---------- DATA SHOWN ----------
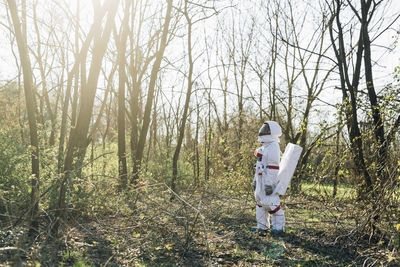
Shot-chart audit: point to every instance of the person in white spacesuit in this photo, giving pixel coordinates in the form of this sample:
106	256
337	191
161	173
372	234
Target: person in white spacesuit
266	180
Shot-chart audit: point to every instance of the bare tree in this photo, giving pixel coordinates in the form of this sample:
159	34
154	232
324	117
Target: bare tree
31	110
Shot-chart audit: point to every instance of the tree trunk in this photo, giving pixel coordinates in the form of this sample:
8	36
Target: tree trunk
187	100
150	95
78	142
31	110
121	43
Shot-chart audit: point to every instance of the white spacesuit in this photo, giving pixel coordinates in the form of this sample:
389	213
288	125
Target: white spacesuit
266	179
272	177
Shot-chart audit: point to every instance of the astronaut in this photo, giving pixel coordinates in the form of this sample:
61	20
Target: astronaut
266	180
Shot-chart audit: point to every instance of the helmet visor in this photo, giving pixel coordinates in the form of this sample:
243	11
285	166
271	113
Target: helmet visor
264	130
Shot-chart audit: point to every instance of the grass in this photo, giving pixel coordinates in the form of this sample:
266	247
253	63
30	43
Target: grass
203	228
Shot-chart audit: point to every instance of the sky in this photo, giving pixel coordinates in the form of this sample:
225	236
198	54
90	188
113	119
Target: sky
383	70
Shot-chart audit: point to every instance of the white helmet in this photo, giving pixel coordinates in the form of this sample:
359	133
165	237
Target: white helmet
270	128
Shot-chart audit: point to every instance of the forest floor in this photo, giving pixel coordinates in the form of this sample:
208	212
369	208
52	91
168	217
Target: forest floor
207	230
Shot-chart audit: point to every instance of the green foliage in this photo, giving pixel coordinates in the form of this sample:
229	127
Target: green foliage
14	173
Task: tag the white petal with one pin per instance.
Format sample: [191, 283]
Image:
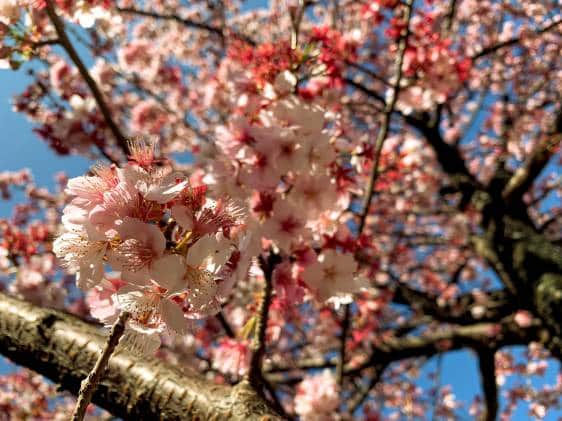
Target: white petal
[199, 251]
[165, 193]
[184, 216]
[169, 272]
[173, 316]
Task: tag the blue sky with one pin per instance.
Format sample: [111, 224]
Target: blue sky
[21, 148]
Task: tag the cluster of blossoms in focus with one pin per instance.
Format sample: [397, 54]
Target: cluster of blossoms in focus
[177, 252]
[278, 156]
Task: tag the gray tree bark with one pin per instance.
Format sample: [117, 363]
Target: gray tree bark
[64, 348]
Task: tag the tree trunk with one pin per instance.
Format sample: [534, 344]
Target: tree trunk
[64, 349]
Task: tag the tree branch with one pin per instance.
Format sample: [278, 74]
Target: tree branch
[188, 23]
[64, 41]
[486, 363]
[524, 177]
[89, 384]
[65, 348]
[379, 143]
[513, 41]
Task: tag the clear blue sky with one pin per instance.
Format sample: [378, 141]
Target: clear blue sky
[21, 148]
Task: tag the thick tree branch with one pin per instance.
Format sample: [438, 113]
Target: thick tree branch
[524, 177]
[65, 42]
[64, 349]
[89, 384]
[375, 172]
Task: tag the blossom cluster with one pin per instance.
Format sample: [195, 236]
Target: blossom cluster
[279, 157]
[177, 252]
[433, 69]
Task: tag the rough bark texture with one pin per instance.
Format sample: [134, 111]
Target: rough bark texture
[64, 349]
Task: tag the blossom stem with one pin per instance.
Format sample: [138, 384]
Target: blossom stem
[261, 322]
[89, 384]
----------
TASK TO COMPLETE:
Copy out every line in the listing where the word "Format" appears.

FINISHED EXERCISE:
Format sample: [191, 283]
Format sample: [111, 224]
Format sample: [397, 54]
Format sample: [117, 363]
Format sample: [534, 344]
Format sample: [278, 74]
Format sample: [378, 141]
Format sample: [438, 113]
Format sample: [195, 236]
Format sample: [134, 111]
Format sample: [138, 384]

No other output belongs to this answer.